**Activity:**
Quote each record exactly, please, leaving none out.

**Provided data:**
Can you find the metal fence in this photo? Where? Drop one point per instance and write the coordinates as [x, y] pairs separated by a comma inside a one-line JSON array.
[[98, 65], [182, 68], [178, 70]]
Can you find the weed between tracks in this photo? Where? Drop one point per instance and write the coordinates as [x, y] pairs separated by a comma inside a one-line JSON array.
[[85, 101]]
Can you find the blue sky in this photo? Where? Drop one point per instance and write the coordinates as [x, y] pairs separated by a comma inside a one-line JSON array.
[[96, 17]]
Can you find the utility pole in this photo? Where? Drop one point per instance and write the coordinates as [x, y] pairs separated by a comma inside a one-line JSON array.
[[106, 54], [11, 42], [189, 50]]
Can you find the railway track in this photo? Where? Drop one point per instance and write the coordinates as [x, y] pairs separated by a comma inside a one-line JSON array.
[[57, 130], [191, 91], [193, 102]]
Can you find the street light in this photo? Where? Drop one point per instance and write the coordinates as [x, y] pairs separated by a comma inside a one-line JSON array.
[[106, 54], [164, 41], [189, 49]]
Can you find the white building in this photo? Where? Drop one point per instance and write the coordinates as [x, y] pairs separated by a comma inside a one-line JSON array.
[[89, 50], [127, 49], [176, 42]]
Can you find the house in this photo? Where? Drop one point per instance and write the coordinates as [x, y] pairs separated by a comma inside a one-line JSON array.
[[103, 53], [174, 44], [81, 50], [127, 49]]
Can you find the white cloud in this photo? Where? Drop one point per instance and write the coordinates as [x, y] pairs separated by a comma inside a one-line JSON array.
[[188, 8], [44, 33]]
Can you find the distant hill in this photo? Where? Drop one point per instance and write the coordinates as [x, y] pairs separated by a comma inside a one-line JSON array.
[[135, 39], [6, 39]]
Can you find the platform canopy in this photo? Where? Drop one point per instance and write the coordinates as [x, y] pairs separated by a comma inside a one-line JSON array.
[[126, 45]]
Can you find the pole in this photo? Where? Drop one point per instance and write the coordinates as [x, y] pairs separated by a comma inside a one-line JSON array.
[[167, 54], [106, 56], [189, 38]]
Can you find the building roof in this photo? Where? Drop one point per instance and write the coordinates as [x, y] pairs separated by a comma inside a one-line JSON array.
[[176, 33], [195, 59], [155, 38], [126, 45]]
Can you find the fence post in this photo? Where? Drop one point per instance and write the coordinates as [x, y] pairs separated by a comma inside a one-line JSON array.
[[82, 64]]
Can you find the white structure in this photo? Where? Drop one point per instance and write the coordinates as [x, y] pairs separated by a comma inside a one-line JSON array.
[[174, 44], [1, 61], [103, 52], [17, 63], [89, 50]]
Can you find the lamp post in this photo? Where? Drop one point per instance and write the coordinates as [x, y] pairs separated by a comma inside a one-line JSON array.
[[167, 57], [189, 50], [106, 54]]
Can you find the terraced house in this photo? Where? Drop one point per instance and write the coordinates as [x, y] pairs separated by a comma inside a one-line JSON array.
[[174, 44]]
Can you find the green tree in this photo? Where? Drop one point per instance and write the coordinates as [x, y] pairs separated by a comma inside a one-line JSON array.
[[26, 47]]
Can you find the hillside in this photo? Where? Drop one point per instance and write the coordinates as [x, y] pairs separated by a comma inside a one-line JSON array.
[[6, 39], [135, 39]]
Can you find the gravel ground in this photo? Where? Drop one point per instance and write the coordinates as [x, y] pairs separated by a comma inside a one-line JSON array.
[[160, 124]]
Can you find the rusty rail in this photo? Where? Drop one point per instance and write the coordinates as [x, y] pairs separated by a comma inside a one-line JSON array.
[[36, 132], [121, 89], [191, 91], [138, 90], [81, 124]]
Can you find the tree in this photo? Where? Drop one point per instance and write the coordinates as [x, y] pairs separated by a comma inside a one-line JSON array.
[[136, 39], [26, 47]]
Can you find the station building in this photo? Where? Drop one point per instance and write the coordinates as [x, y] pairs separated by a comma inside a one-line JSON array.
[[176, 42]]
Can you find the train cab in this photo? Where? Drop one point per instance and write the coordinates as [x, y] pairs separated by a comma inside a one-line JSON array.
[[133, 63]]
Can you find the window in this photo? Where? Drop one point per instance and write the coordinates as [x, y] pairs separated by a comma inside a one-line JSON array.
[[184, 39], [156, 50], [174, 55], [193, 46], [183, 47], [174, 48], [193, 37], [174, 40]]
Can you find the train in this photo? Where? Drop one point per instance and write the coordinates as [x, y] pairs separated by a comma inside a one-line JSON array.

**Written answer:**
Can you find the metal fence in this photo? Where? Drop one point per instance and write the coordinates as [x, y] pairs separated by a comma inside a one-line JSON array.
[[98, 65], [182, 68], [178, 70]]
Can you find the weed between tracks in this photo? Where? Drop one point per instance and write the coordinates as [x, y] pairs separated by a comma inside a one-line JSON array.
[[85, 101]]
Can you find the blue sky in this photo? Where? Drop one point per instance and write the coordinates as [x, y] pairs separated by a comma inside a one-line JSON array.
[[96, 17]]
Can you find the utility pole in this photo? Where? Drop one point per instance and write the coordinates as [x, y] pairs separated by a comma inside a one-line JSON array.
[[106, 54], [11, 42], [189, 50]]
Can you find the railway track in this photo? Where? Drop one point per instance and write the coordinates as [x, y] pairs separated by a comma inside a one-line JSON array.
[[57, 130], [191, 91], [193, 102]]
Can you find the street light in this photo? Where? Drop one point per instance and write the coordinates as [x, y] pairs separated by a comma inside a one-line JSON array.
[[106, 54], [164, 41], [189, 49]]
Can you find the white building in this photo? Where? Drop one point per instance and write the coordinates as [x, y] pairs separated by a comma inside a one-line JSON array.
[[89, 50], [127, 49], [176, 42]]
Can you find the house in this photo? Where? Drop one point per instance and write the coordinates as [x, y] pairs separated by a comma inside a one-line JSON array.
[[103, 53], [174, 44], [81, 50], [127, 49]]
Can you find the white cloud in this photo? Where? Drop one point per instance and write the coordinates as [x, y] pairs separated by a comma inside a one-line JSON array.
[[188, 8], [44, 33]]
Can you find the distant hill in this photo? Where? Drop one point per instance and write the coordinates as [x, y] pairs separated by a comma inside a one-line JSON array.
[[135, 39], [6, 39]]
Can you find the platform canopy in this photo? Where? Drop one point per instance and write the coordinates as [x, y] pairs separated by a comma inside a one-line JSON array.
[[126, 45]]
Can you find the pole in this photo? Where? Drop one point per instance and write the coordinates as [x, y] pairs separated by a comma inside a one-line JSON array.
[[167, 54], [106, 56], [189, 38]]
Can you find the building roof in this photo? Where? Drop one point per instance and write the coordinates as [x, y] pairs separated by a comma inside a one-line JSON array.
[[176, 33], [195, 59], [155, 38], [126, 45]]
Can you find the fence post in this photo? Where? Drop one point per instance and write the coordinates as [x, y] pairs separated by a comma inside a one-line JSON array.
[[82, 64]]
Can you find the white structure in this photo? Where? Drop one point per instance and write the coordinates as [x, y] pairs separated by a comma inside a one-line JSON array.
[[174, 44], [1, 61], [103, 52], [17, 63], [89, 50]]
Can you find the lamp post in this photo? Where? Drop one point per instance and write the coordinates as [x, y] pairs separated by a comma inside a one-line JSON array.
[[167, 57], [189, 50], [106, 54]]
Can you find the terraced house in this photo? Where? Drop one point per instance and write the coordinates as [x, y] pairs separated by a comma inside a one-line JSON array.
[[174, 44]]
Can you find the green tree in this photo? Where? Drop one point per instance and write the coordinates as [x, y] pairs separated by a comma inside a one-line JSON array.
[[26, 47]]
Can you find the hillside in this photo? Where? Drop one point per instance and write the coordinates as [x, y] pairs separated by a comma inside a one-line JSON array.
[[6, 39], [135, 39]]
Can you find the gravel ground in this photo? Where? Drop one point per instance and write the coordinates as [x, y] pairs separated by a comma inside a one-line JSON array.
[[160, 124]]
Can you find the rusty rail in this photo? Where? Drop one point per instance and write the coordinates as [x, y] pairs separated by a comma inside a one-line JSON array.
[[36, 132], [121, 89], [191, 91], [138, 90], [81, 124]]
Can you find the tree in this photo? Where? Drop one point per instance and write the coordinates as [x, y] pairs separated by a comma inside a one-line JSON array.
[[136, 39], [26, 47]]
Can you find the station building in this photo? Where? Drop one point per instance and write the coordinates as [x, y] pairs separated by a comma inside a one-line JSON array.
[[176, 42]]
Can you find the train cab in this photo? Where? Drop one point per instance and write the coordinates as [x, y] pairs separated by a comma inside a one-line JSON array.
[[133, 63]]
Can you find the window in this photo? Where? Drop one point per instance and write the coordinates as [x, y] pairs separated by a comma inside a one-line JSON array.
[[184, 39], [156, 50], [174, 55], [193, 46], [183, 47], [174, 48], [193, 37], [174, 40]]
Can you find the train in this photo? Where? Drop one point per instance and write the coordinates as [x, y] pairs separated by a comma inside a one-line JSON array.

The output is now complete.